March 23

Spanish-born Toribio, a 16th century bishop, upheld the rights of Peru’s indigenous peoples and became one of the first canonized saints of the Americas.

“Santo Toribio Alfonso de Mogrovejo, Arzobispo de Lima,” painted by an unknown artist in the second half of the 17th century, is located in the National Museum of Fine Arts in Buenos Aires, Argentina. (Public Domain/WIKIMEDIA COMMONS)

Toribio was born in Spain in 1538 to a noble family in the kingdom of Leon. He frequently prayed, fasted and gave to the poor, even as a child, and eventually developed the daily habit of praying the Rosary along with the Little Office of the Blessed Virgin Mary.

He went on to study law at the University of Salamanca, and eventually served as a judge for five years in Granada. His judicial wisdom and diligence drew the attention of King Philip II, who wanted Toribio — who was still a layman — to be consecrated as a missionary archbishop for the Spanish colony of Peru.

Toribio became greatly dismayed, protesting to the king and Church authorities that he was not even a priest and could not possibly accept the charge. In a series of letters, he pled that he was not personally capable of serving as the Archbishop of Lima — nor, he reminded them, did canon law permit a layman to become an archbishop.

### ACTIVITIES
[a] Transcribe the passage on Toribio, starting at "Toribio was born" and ending at "Blessed Virgin Mary.".
[b] According to the passage on Toribio, what three things did he frequently do even as a child?
The lines after this text have nothing to do with the tasks.

[Source records]
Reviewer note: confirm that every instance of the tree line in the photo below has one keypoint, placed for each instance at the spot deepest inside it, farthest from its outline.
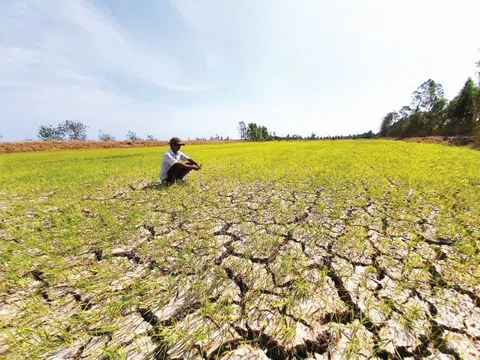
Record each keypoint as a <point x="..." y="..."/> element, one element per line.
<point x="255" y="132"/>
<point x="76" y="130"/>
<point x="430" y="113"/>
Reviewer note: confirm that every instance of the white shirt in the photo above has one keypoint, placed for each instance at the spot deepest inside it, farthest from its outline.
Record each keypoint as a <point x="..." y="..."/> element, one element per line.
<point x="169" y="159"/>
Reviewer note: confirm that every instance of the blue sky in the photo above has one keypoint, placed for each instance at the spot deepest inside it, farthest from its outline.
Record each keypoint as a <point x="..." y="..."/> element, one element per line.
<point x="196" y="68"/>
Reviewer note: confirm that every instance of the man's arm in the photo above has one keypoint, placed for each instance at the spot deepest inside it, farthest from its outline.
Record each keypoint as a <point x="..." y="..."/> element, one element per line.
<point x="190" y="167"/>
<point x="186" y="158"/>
---
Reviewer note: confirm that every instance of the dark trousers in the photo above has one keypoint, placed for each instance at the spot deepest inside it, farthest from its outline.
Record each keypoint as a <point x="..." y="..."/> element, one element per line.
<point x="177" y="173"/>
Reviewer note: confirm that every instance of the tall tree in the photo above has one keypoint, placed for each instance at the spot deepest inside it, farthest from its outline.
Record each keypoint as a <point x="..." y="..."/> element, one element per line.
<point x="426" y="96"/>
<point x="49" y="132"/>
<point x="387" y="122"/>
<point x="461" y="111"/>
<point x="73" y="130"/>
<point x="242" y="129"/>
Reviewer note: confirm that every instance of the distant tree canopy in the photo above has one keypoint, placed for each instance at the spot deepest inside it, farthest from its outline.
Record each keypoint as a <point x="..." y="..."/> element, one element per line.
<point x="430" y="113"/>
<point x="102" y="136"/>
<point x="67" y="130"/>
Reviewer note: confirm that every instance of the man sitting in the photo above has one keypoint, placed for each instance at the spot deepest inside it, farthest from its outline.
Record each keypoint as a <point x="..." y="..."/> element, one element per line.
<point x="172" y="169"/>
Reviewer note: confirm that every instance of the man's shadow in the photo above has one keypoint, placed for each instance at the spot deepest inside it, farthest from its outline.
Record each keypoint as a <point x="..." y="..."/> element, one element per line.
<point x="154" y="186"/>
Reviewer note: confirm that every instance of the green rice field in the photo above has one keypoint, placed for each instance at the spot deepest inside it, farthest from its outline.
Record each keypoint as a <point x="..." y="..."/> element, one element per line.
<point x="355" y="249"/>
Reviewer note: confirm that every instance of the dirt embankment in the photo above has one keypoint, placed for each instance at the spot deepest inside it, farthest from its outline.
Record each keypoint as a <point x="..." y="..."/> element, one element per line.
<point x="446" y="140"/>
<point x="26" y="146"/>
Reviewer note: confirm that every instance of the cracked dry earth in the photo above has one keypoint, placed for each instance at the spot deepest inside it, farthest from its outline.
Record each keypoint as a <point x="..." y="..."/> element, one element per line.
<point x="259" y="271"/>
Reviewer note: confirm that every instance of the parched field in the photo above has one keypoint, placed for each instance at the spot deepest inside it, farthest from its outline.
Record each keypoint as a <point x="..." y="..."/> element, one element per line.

### YOUR RESPONSES
[a]
Toribio was born in Spain in 1538 to a noble family in the kingdom of Leon. He frequently prayed, fasted and gave to the poor, even as a child, and eventually developed the daily habit of praying the Rosary along with the Little Office of the Blessed Virgin Mary.

[b] He prayed, fasted and gave to the poor.